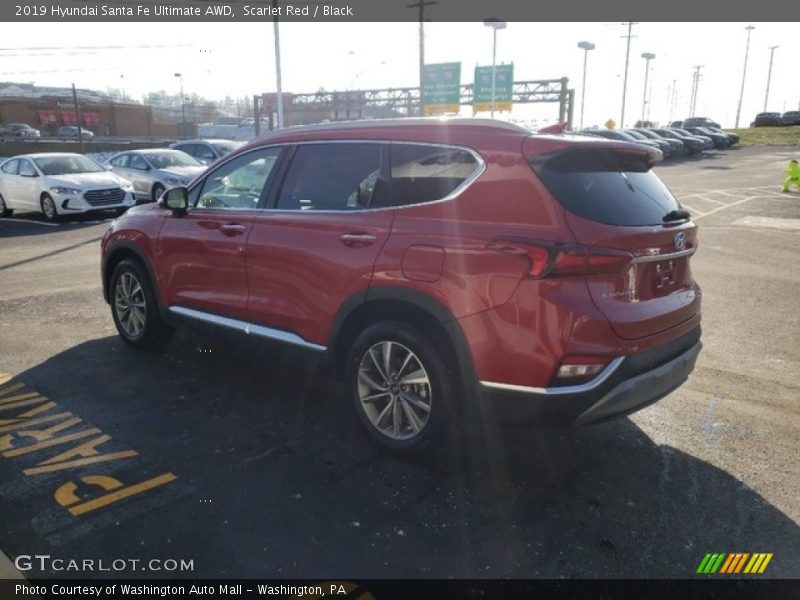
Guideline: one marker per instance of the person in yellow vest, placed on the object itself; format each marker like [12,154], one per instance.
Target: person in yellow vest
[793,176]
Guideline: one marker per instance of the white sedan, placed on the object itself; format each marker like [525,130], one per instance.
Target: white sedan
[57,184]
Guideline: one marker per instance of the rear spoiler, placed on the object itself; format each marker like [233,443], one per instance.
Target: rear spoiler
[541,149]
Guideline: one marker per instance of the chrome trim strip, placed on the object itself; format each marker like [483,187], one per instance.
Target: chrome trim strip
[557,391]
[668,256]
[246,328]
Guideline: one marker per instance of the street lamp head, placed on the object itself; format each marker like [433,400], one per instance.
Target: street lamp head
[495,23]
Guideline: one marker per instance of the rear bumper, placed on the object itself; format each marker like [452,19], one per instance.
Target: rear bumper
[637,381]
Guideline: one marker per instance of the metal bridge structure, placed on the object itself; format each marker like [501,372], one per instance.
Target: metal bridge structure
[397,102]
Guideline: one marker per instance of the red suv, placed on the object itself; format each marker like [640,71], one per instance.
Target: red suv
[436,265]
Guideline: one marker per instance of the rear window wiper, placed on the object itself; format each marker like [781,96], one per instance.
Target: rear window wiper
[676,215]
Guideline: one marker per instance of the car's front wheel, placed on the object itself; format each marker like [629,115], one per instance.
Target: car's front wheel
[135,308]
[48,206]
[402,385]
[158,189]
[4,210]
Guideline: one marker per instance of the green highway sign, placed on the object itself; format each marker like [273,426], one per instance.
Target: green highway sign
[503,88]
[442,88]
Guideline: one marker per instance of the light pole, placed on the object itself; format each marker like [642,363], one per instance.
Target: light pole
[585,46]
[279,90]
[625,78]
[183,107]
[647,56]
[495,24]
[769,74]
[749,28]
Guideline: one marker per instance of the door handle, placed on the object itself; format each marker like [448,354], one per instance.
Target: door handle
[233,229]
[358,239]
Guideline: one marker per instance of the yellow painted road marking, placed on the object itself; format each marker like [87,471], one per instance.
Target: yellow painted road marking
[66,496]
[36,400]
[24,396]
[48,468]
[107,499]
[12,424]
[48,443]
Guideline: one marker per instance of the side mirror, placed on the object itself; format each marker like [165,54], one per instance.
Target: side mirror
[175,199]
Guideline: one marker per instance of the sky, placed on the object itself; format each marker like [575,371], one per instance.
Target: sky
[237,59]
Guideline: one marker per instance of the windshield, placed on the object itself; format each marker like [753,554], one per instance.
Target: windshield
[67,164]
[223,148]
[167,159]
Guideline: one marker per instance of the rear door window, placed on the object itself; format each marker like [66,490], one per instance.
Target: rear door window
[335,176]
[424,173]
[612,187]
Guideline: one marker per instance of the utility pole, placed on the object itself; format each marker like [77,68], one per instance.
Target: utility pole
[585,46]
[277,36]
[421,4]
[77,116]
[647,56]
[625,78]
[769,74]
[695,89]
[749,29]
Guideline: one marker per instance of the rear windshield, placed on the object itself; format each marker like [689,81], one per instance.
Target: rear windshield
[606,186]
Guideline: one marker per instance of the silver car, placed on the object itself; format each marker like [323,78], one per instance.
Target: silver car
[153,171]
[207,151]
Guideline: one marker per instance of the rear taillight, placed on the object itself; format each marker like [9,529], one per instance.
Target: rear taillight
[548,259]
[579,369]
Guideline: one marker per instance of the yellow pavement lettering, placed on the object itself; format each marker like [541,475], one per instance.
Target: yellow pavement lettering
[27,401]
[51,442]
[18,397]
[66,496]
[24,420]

ABOUT THIS EXERCISE: Now transcribe all the entries above exactly, so that no picture is carried over.

WRITTEN ANSWER:
Guideline: one marker per instance of the person in yellow vest, placed on the object itself; format each marker like [12,154], one per instance.
Target: person in yellow vest
[793,176]
Guideline: one marker per instance of the white sedan, placed on the object itself; format each marker like [525,130], one per instance.
Target: white sedan
[57,184]
Guideline: one marker per instance of the rear spoiler, placed on the object itself; format each marker like [233,443], one per instance.
Target: rear spoiler
[541,149]
Guideline: one marker per instance of the chrome trim strip, placed on the object itself; format each marker like [483,187], one per instance.
Target: chrome trim strip
[557,391]
[668,256]
[246,328]
Guideline: one marker per instance of the street lamp head, placed on the object itself; format each marker like [433,400], one per instance.
Target: street lamp head
[495,23]
Guideline: one marker per instance of the rear bumper, placed on the object itself; format each marker like [452,19], one per instance.
Target: rear bumper
[637,381]
Guideline: one marker per instance of the metal bridge structure, placed on the object itself; format each marker like [501,372], one per instance.
Target: metal bridge structure
[397,102]
Guideline: one marker per instance of the red suv, placed on the object itself; format each marker like [640,71], one per instance.
Target: red suv
[436,265]
Guideline: one marker per instance of the rear window wiper, placed on the object itself; format each marker like [781,96], one per instance.
Target: rear window wiper
[676,215]
Guideline: one marker per instance of the car's front wheel, placed on the object itself; format each marker like [629,115], one per instance.
Target: car's front wheel
[135,308]
[48,206]
[402,385]
[158,189]
[4,210]
Guideline: one marker per instance of the green highway sign, placed on the object itself; format each marker like [273,426], one per instance.
Target: green highway sign
[503,88]
[442,88]
Guideline: one marker per instance of the light pole, placed on the object itself; format each marker like [642,363], one per instance.
Target: light pole
[585,46]
[279,90]
[625,78]
[183,107]
[647,56]
[495,24]
[769,74]
[749,28]
Guideline: one marker per instance of the door handle, placed on the object itself; format each marker like [448,354], one per instance.
Target: door handle
[233,229]
[358,239]
Guideline: one marker per instance of the yellow painted road marking, placed on the object itself; format each marker like [87,471], one per instance.
Target: yellow painted road marking
[66,496]
[36,400]
[24,396]
[48,468]
[107,499]
[12,424]
[48,443]
Guideline: one marker per instance of the side mirror, placed on the object itself; format each marker like [165,54], one per instance.
Target: side mirror
[175,199]
Guideline: one marker per instance of the sky, placed on the object itself; format each marker like [575,371], one per instance.
Target: sky
[237,59]
Guideline: one marker per instance of the windshield, placed on the object itself; format each marker like [753,554], one per instance.
Target: windshield
[67,164]
[223,148]
[167,159]
Guideline: one marker per instance of the rear door window, placed on the object itself; format each marker like [66,490], one per instance.
Target: rear door window
[335,176]
[424,173]
[612,187]
Guideline: one marker per instance of the utility pole, placed on the object itself; format each marker like [77,68], one per instance.
Target: utility pole
[585,46]
[277,36]
[421,4]
[77,116]
[647,56]
[625,78]
[769,74]
[695,89]
[749,29]
Guideline: one marker per instance of the rear windshield, placed on the object itself; format each marker like [689,81], one per instance.
Target: rear windshield
[606,186]
Guideline: one marker per instance of the silver car, placed on the object itself; format each marker like [323,78], one per instance.
Target: silver car
[153,171]
[207,151]
Guideline: one marker per instance of the rear taillight, placed on the object itself; format each marker like [9,529], one per instance.
Target: rear taillight
[548,259]
[579,369]
Guideline: one marker per instance of the yellow pavement lettering, placed on the object itself; format each marker like [541,475], one per instance.
Target: yellow pavement lettering
[27,401]
[51,442]
[18,397]
[66,496]
[24,420]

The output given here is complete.